Reproduce the records from their first line through the line containing "simplified polygon, straight", changing "straight edges" to "line segments" and leaving everything else untouched.

++++ Records for this task ++++

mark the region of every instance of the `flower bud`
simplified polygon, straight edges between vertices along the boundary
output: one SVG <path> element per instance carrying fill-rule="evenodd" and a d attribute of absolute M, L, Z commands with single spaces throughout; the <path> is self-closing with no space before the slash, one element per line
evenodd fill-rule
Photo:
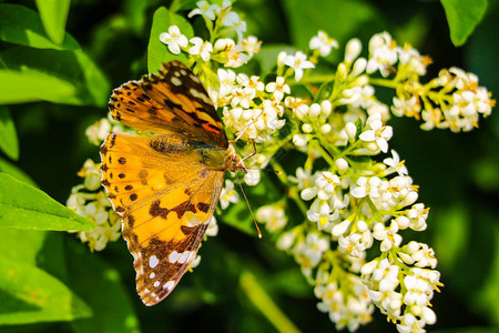
<path fill-rule="evenodd" d="M 308 137 L 304 134 L 295 134 L 293 135 L 293 143 L 296 147 L 305 147 L 308 142 Z"/>
<path fill-rule="evenodd" d="M 317 118 L 320 114 L 320 105 L 317 103 L 313 103 L 310 109 L 308 109 L 308 117 L 312 119 Z"/>
<path fill-rule="evenodd" d="M 332 127 L 328 123 L 323 124 L 319 129 L 320 133 L 323 133 L 323 134 L 329 133 L 330 130 L 332 130 Z"/>
<path fill-rule="evenodd" d="M 345 63 L 342 62 L 338 64 L 338 70 L 336 71 L 336 73 L 342 79 L 345 79 L 347 77 L 347 69 L 346 69 Z"/>
<path fill-rule="evenodd" d="M 335 238 L 340 236 L 347 231 L 349 225 L 350 225 L 350 221 L 349 220 L 345 220 L 342 223 L 336 224 L 335 226 L 333 226 L 333 230 L 330 231 L 330 233 Z"/>
<path fill-rule="evenodd" d="M 345 159 L 337 159 L 335 164 L 336 168 L 338 168 L 338 172 L 342 174 L 348 170 L 348 162 Z"/>
<path fill-rule="evenodd" d="M 350 39 L 345 47 L 345 61 L 354 62 L 354 60 L 360 54 L 363 50 L 363 43 L 357 38 Z"/>
<path fill-rule="evenodd" d="M 357 127 L 353 122 L 347 122 L 345 125 L 345 132 L 348 135 L 348 139 L 354 141 L 355 135 L 357 134 Z"/>
<path fill-rule="evenodd" d="M 304 123 L 302 125 L 302 131 L 304 131 L 305 133 L 312 133 L 314 129 L 312 128 L 312 125 L 309 123 Z"/>
<path fill-rule="evenodd" d="M 352 69 L 350 75 L 357 77 L 361 74 L 366 70 L 367 60 L 364 58 L 359 58 L 355 61 L 354 68 Z"/>
<path fill-rule="evenodd" d="M 320 113 L 327 118 L 330 114 L 330 111 L 333 110 L 333 105 L 330 104 L 329 100 L 324 100 L 320 102 Z"/>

++++

> Written response
mark the region of every instance of the `flower bud`
simplified polygon, line segments between vertices along the boundary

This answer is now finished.